» The exercise:
In the passage on wisdom and humility, which verse is cited as teaching that HaShem's Torah fills the simpleton with wisdom?

» Article:
· · · · · · ·

The Mishna in Avos, 5:7, never once states that the wise person is smart, intelligent, bright, or talented. Instead, Tehillim 19:8 teaches us, HaShem’s Torah fills the simpleton, the humble empty vessel, with wisdom. Where you find these seven traits, there you will find wisdom – go seek it out!

All the created things merge as branches receding into the trunk that is inside of this moment, this day, haYom, this point of time my friend, Rabbi Benyamin ha Cohen H., shlit’a, calls the liminality: An infinite contained within the finite and as this author understands, the “black fire over white fire” of the holy R’M’B’M’s, z’t’k’l, statement in the introduction to his holy commentary on our Torah.

The thing, which is in the heart and mouth to do, this moment, seemingly connected to all other moments, here you find the shoresh, the root of the individual wherein lies your name, our Source.

Rebuke Becomes Humility. On the Occasion of My Father’s, a”h, Yahrzeit.

· · · · · · ·

» Supplied records:
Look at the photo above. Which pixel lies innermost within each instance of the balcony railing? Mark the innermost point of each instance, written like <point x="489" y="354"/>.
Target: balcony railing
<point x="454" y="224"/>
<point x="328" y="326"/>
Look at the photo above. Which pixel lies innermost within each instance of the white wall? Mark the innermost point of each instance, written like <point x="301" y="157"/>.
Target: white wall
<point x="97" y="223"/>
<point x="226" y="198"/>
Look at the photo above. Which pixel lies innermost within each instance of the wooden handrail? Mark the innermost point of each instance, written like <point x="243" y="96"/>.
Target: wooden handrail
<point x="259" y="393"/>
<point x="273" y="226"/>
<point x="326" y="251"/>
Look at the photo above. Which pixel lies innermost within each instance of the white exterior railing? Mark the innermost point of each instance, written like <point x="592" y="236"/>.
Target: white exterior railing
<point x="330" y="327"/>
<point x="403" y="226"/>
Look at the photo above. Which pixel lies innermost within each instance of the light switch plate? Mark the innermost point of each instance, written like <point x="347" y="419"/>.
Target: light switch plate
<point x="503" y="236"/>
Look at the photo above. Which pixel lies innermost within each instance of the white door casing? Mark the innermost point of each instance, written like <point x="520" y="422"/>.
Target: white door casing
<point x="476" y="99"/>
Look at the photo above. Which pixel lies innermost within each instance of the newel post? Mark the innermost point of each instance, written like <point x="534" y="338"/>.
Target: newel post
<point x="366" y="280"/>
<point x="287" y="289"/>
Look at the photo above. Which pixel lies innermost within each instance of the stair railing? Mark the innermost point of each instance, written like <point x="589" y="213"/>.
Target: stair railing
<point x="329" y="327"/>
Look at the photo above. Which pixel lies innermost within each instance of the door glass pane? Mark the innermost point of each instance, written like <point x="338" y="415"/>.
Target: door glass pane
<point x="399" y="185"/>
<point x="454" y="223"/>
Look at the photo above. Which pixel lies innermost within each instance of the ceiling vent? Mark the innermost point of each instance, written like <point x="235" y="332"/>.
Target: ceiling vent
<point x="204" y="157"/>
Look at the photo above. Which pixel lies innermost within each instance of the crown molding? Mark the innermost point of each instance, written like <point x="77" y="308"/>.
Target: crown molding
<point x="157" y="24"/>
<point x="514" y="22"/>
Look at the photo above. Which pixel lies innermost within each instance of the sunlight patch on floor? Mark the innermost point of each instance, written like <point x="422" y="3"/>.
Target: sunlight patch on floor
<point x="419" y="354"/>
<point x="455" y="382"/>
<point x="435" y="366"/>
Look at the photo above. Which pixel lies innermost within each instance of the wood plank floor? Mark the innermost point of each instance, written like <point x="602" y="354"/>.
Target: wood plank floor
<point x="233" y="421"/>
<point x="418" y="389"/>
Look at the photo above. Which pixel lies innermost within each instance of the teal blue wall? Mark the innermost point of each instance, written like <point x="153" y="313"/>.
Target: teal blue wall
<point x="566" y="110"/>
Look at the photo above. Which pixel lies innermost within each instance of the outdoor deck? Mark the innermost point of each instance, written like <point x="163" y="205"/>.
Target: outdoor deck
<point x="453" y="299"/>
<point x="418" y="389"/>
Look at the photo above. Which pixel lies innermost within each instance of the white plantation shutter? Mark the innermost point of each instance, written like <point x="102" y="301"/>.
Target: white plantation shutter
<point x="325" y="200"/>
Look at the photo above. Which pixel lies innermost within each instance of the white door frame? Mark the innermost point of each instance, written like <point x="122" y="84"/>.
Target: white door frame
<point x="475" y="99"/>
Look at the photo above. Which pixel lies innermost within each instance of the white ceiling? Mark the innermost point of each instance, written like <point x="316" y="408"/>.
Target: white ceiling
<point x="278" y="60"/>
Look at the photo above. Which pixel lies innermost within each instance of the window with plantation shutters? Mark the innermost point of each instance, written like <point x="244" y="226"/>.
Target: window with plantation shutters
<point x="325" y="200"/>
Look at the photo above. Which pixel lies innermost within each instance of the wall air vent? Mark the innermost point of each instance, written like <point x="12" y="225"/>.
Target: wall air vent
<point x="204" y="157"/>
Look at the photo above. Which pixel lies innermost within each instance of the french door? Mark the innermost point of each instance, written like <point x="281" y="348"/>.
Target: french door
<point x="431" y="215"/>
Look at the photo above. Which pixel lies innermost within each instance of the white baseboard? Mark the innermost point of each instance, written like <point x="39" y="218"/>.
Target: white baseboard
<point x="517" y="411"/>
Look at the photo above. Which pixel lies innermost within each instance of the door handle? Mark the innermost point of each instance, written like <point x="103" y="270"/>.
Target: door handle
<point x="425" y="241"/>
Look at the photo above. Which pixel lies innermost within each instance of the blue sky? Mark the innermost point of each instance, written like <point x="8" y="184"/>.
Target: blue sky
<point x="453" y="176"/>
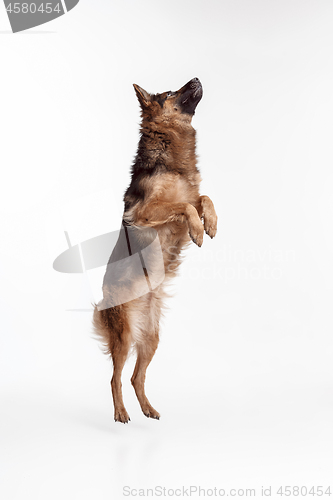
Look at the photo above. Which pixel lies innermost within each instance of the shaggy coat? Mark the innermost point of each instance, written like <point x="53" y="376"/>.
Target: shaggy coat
<point x="163" y="195"/>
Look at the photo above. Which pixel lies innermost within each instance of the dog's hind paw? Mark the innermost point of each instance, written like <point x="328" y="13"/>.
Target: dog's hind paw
<point x="210" y="225"/>
<point x="149" y="411"/>
<point x="121" y="415"/>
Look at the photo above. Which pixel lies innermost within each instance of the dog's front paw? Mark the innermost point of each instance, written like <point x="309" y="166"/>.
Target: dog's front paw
<point x="196" y="232"/>
<point x="210" y="224"/>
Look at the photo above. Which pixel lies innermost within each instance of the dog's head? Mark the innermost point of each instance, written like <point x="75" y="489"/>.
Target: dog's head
<point x="170" y="105"/>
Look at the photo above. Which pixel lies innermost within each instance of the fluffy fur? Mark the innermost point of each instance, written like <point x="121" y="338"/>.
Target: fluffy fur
<point x="164" y="195"/>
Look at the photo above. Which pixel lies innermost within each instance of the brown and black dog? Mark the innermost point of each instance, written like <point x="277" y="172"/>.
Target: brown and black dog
<point x="163" y="195"/>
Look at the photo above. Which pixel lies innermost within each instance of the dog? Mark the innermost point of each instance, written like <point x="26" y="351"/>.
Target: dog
<point x="162" y="198"/>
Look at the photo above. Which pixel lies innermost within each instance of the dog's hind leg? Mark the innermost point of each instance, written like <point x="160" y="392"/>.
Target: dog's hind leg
<point x="119" y="355"/>
<point x="146" y="350"/>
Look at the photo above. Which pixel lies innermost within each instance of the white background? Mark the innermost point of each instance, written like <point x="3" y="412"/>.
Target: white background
<point x="243" y="376"/>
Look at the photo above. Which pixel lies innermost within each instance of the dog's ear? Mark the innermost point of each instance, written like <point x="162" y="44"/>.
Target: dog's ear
<point x="142" y="95"/>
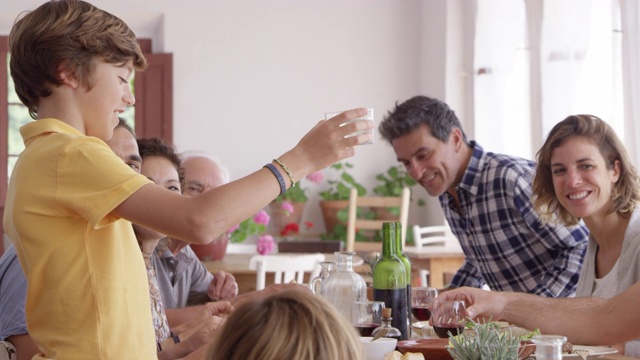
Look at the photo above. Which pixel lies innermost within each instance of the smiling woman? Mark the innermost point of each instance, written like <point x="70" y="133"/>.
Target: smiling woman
<point x="584" y="174"/>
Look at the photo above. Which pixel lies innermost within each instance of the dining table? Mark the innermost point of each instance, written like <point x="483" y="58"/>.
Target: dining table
<point x="438" y="260"/>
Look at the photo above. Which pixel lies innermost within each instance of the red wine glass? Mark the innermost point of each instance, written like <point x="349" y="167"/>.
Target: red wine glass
<point x="449" y="318"/>
<point x="366" y="316"/>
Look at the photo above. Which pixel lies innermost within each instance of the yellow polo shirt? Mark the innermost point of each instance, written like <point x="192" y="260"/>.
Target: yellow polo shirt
<point x="88" y="294"/>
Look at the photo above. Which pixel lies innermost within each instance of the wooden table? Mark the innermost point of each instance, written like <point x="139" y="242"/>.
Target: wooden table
<point x="437" y="259"/>
<point x="238" y="266"/>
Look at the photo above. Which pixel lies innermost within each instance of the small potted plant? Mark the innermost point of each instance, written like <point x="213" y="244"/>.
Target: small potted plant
<point x="288" y="208"/>
<point x="335" y="199"/>
<point x="392" y="182"/>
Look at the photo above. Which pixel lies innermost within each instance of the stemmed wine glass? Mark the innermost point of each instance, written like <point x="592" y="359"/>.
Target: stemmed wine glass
<point x="366" y="316"/>
<point x="449" y="318"/>
<point x="421" y="300"/>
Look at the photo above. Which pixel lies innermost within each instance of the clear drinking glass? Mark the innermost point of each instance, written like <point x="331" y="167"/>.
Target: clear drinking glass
<point x="548" y="347"/>
<point x="367" y="117"/>
<point x="366" y="316"/>
<point x="326" y="269"/>
<point x="449" y="318"/>
<point x="421" y="301"/>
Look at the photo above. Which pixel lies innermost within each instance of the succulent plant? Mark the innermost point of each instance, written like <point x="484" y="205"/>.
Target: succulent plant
<point x="484" y="341"/>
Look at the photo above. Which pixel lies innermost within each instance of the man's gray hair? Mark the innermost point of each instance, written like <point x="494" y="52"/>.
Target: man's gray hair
<point x="199" y="153"/>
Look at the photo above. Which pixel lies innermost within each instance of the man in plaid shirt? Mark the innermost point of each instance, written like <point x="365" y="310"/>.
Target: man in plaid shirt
<point x="486" y="200"/>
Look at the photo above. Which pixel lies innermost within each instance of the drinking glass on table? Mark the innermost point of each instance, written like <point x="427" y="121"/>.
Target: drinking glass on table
<point x="421" y="301"/>
<point x="366" y="316"/>
<point x="449" y="318"/>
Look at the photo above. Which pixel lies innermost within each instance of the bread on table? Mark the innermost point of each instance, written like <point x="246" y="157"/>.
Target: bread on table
<point x="397" y="355"/>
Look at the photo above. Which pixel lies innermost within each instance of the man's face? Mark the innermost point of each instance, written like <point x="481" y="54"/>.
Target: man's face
<point x="434" y="164"/>
<point x="124" y="144"/>
<point x="200" y="174"/>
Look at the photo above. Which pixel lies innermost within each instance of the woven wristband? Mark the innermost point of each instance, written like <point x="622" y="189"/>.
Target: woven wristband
<point x="276" y="173"/>
<point x="286" y="170"/>
<point x="175" y="337"/>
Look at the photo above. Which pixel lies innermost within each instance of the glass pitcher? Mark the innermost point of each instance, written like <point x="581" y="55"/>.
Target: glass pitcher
<point x="327" y="268"/>
<point x="344" y="286"/>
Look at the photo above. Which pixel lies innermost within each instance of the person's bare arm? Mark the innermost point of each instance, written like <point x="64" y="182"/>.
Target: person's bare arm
<point x="177" y="318"/>
<point x="589" y="321"/>
<point x="203" y="218"/>
<point x="25" y="347"/>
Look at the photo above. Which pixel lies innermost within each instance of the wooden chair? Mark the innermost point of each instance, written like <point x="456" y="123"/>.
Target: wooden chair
<point x="427" y="235"/>
<point x="285" y="267"/>
<point x="239" y="248"/>
<point x="353" y="222"/>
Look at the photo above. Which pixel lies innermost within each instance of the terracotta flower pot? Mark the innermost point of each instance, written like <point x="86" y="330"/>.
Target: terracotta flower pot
<point x="212" y="251"/>
<point x="282" y="218"/>
<point x="330" y="210"/>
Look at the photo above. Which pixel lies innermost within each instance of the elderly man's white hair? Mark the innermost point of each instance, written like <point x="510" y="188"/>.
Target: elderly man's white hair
<point x="199" y="153"/>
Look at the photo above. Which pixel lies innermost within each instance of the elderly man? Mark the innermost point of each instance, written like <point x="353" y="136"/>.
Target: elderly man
<point x="182" y="278"/>
<point x="486" y="200"/>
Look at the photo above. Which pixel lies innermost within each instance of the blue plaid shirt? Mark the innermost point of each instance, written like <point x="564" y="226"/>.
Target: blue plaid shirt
<point x="504" y="242"/>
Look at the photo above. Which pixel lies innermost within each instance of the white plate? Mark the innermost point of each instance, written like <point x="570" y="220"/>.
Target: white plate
<point x="590" y="350"/>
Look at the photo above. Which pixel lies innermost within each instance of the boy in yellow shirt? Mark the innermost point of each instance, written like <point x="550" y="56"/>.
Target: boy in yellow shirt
<point x="69" y="195"/>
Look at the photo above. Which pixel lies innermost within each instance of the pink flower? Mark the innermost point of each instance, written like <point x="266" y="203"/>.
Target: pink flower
<point x="287" y="206"/>
<point x="315" y="177"/>
<point x="290" y="229"/>
<point x="262" y="218"/>
<point x="265" y="244"/>
<point x="308" y="225"/>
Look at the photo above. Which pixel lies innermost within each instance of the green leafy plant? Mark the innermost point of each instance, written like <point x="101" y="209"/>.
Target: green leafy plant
<point x="392" y="182"/>
<point x="339" y="189"/>
<point x="485" y="341"/>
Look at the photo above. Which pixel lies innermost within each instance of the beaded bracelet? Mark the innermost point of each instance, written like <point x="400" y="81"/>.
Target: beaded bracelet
<point x="286" y="170"/>
<point x="276" y="173"/>
<point x="175" y="337"/>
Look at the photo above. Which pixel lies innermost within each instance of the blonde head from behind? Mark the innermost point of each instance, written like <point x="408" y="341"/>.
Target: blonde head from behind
<point x="292" y="325"/>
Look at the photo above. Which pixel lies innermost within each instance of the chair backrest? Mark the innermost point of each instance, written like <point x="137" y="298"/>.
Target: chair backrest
<point x="7" y="351"/>
<point x="354" y="223"/>
<point x="427" y="235"/>
<point x="238" y="248"/>
<point x="286" y="267"/>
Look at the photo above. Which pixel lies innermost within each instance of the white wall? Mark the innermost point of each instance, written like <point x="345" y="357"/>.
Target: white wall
<point x="251" y="77"/>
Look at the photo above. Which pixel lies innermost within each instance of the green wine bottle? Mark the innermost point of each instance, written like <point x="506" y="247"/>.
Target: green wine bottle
<point x="390" y="279"/>
<point x="407" y="265"/>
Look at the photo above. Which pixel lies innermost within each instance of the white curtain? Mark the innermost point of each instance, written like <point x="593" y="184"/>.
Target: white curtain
<point x="501" y="78"/>
<point x="629" y="16"/>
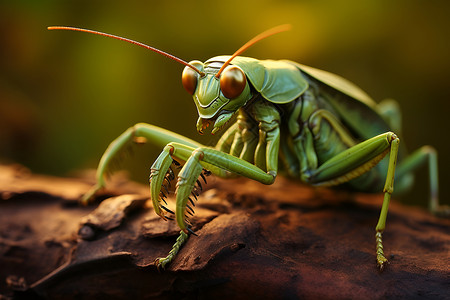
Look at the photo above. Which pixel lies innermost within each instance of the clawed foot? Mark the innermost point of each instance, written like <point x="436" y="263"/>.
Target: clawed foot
<point x="162" y="262"/>
<point x="382" y="261"/>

· · · · · · ·

» Exercise answer:
Tehillim 19:8